## TAREA PLANTEADA
¿Puedes copiar completo y sin ningún cambio el texto sobre Isadora Duncan que aparece a continuación?

## FRAGMENTO CITADO
■ ■ ■ ■ ■
La Nacion (Costa Rica) - Revista Dominical
Isadora Duncan: novia del viento y el mar
Siempre es bello evocar a esta inmensa figura, que reconcibió el arte de la danza y creó la modernidad. Su vida fue una vorágine de éxtasis y agonías, pero todo valió la pena: Isadora es imperecedera.
Nací a orillas del mar. El carácter de un niño queda marcado desde el seno materno. Antes de mi nacimiento, mi madre atravesaba una grave crisis moral, debatiéndose en la más trágica miseria. Lo único que podía comer eran ostras congeladas y champán. Cuando me preguntan cuándo comencé a bailar, siempre respondo: “En el vientre de mi madre, gracias a las ostras y el champán, el alimento de Afrodita”.
Así comienza la autobiografía Mi vida, de Isadora Duncan (su nombre original era Dora Ángela, pero ella optó por el más bello de Isadora, que contenía el de su madre, Dora Grey –mujer extraordinaria– y la acompasada resonancia de sus cuatro vocales). “Fue siguiendo e imitando el movimiento de las olas como aprendí a bailar” –dice más adelante–. Ni las montañas, ni los ríos, ni los pájaros son profesores, y sin embargo, ¡es tanto lo que podemos aprender de ellos! Para el panteísta la naturaleza será siempre madre, nodriza y tutora. “Los movimientos de las nubes arrastradas por el viento, los árboles que se estremecen, los pájaros que vuelan, las hojas que dan vueltas en el aire: todo en la naturaleza exalta el movimiento, y es un movimiento rítmico”. Así que en un principio fue el ritmo, como lo señala Octavio Paz en El arco y la lira. El ritmo en la música, la poesía, la danza, el cine, la arquitectura, la escultura, la pintura: la belleza siempre es rítmica.
■ ■ ■ ■ ■
## MATERIAL PROPORCIONADO

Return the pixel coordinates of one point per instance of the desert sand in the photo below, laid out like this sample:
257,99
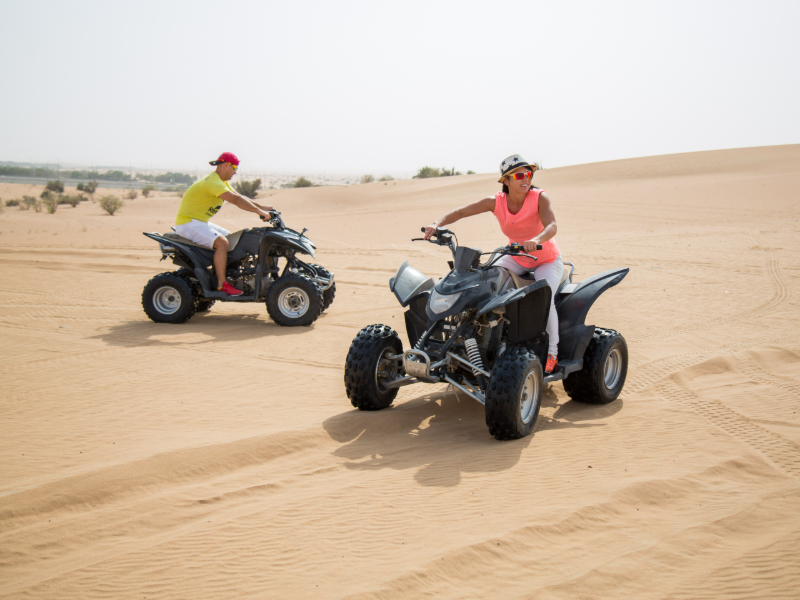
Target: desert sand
221,458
■ ■ ■ ■ ■
## SOLUCIÓN DESARROLLADA
La Nacion (Costa Rica) - Revista Dominical
Isadora Duncan: novia del viento y el mar
Siempre es bello evocar a esta inmensa figura, que reconcibió el arte de la danza y creó la modernidad. Su vida fue una vorágine de éxtasis y agonías, pero todo valió la pena: Isadora es imperecedera.
Nací a orillas del mar. El carácter de un niño queda marcado desde el seno materno. Antes de mi nacimiento, mi madre atravesaba una grave crisis moral, debatiéndose en la más trágica miseria. Lo único que podía comer eran ostras congeladas y champán. Cuando me preguntan cuándo comencé a bailar, siempre respondo: “En el vientre de mi madre, gracias a las ostras y el champán, el alimento de Afrodita”.
Así comienza la autobiografía Mi vida, de Isadora Duncan (su nombre original era Dora Ángela, pero ella optó por el más bello de Isadora, que contenía el de su madre, Dora Grey –mujer extraordinaria– y la acompasada resonancia de sus cuatro vocales). “Fue siguiendo e imitando el movimiento de las olas como aprendí a bailar” –dice más adelante–. Ni las montañas, ni los ríos, ni los pájaros son profesores, y sin embargo, ¡es tanto lo que podemos aprender de ellos! Para el panteísta la naturaleza será siempre madre, nodriza y tutora. “Los movimientos de las nubes arrastradas por el viento, los árboles que se estremecen, los pájaros que vuelan, las hojas que dan vueltas en el aire: todo en la naturaleza exalta el movimiento, y es un movimiento rítmico”. Así que en un principio fue el ritmo, como lo señala Octavio Paz en El arco y la lira. El ritmo en la música, la poesía, la danza, el cine, la arquitectura, la escultura, la pintura: la belleza siempre es rítmica.